** Start of Records **
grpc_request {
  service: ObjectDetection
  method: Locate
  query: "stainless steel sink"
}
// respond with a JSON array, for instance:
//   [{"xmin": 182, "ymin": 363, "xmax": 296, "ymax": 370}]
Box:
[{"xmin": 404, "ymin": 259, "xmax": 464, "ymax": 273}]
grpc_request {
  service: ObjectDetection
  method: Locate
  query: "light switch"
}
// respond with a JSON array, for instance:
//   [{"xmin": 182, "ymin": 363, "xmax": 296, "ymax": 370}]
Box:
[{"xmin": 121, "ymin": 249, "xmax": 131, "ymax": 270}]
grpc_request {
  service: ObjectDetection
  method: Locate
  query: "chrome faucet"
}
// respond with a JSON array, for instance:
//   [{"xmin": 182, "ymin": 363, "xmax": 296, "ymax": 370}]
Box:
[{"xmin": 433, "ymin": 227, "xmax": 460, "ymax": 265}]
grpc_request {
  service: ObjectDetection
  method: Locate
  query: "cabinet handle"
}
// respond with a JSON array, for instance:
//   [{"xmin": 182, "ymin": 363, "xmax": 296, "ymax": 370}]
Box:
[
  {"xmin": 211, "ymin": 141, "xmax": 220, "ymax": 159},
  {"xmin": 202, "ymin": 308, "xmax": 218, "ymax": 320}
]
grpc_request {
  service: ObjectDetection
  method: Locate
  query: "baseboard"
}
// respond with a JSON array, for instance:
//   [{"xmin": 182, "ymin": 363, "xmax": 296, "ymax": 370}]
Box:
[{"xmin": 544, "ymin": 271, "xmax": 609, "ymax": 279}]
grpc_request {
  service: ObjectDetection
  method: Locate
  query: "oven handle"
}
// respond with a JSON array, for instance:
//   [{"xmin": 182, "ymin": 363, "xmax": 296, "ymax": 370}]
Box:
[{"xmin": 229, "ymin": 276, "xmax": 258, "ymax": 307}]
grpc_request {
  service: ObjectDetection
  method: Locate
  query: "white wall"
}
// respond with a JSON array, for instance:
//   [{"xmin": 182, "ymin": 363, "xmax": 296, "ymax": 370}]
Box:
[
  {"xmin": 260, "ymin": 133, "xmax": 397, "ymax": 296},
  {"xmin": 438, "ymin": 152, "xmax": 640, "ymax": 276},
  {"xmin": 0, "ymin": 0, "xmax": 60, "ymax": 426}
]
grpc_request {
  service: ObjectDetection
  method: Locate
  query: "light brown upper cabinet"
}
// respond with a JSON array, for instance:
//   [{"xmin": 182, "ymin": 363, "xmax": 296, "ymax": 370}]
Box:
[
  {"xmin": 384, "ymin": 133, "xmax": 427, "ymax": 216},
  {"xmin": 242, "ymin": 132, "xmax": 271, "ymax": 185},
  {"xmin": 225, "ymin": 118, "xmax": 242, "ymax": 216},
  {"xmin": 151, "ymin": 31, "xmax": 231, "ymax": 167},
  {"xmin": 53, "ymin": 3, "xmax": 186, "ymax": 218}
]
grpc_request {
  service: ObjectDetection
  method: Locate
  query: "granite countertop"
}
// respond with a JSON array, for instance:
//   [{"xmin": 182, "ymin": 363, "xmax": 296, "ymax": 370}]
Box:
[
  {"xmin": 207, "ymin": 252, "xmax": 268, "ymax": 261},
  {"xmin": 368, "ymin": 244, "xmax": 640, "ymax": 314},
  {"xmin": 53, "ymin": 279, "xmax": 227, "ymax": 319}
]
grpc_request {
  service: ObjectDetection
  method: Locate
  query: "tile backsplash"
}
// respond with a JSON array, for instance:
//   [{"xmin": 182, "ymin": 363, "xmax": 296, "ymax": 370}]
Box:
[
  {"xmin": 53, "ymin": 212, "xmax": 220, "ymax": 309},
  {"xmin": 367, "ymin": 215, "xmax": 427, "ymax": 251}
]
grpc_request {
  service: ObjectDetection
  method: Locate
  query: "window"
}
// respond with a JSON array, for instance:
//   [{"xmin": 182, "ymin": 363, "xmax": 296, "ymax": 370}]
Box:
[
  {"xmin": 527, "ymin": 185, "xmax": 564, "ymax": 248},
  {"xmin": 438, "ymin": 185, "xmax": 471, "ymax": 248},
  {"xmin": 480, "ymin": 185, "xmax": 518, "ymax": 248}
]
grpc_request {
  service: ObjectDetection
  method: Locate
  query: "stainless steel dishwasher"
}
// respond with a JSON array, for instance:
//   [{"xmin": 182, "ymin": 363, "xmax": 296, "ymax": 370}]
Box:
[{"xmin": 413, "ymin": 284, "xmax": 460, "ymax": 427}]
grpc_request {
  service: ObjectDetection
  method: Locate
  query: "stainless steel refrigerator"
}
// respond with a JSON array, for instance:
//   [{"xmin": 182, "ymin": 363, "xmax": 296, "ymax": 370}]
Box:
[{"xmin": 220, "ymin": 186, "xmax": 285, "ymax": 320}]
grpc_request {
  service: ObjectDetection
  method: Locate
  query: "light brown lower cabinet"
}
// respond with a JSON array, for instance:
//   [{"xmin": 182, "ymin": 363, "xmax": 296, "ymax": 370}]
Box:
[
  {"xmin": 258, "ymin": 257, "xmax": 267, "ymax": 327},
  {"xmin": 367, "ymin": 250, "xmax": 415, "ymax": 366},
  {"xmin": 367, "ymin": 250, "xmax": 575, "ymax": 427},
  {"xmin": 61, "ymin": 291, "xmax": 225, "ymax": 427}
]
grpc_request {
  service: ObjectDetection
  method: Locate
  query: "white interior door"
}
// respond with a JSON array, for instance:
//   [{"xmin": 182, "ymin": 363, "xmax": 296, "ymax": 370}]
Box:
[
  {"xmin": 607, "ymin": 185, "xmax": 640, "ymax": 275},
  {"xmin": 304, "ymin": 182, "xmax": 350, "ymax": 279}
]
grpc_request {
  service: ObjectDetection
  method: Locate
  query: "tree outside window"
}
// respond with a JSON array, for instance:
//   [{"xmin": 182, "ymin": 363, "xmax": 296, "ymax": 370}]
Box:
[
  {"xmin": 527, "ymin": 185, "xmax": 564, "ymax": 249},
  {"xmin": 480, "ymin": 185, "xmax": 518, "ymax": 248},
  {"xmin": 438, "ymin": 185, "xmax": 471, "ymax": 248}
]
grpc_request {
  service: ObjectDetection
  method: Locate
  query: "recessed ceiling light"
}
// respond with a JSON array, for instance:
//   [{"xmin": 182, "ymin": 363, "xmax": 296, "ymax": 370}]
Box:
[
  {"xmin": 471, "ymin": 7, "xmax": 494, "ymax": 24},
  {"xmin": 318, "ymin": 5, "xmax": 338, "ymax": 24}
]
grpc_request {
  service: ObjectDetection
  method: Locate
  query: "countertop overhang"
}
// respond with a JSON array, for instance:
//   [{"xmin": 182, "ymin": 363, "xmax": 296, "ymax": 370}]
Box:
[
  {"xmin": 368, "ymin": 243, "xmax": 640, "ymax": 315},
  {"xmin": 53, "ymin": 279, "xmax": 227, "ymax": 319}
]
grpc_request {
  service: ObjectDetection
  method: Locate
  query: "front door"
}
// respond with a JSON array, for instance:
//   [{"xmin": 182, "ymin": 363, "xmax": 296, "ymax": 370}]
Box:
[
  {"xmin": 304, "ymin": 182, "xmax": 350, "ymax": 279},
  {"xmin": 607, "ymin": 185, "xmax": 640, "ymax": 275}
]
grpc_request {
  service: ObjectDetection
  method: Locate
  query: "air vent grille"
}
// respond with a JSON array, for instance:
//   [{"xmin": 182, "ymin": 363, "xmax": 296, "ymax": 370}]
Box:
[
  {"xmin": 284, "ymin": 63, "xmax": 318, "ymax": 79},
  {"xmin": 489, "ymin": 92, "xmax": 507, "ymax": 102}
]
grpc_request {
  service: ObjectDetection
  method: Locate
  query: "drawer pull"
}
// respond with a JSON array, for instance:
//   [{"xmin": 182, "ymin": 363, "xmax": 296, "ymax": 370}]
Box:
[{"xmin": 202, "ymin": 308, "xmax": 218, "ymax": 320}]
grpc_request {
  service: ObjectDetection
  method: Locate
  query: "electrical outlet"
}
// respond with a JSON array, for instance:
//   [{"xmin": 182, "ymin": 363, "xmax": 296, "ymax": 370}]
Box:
** End of Records **
Exercise brief — State how many lines of the entries above contain the word "steel". Give only the number.

The output — 3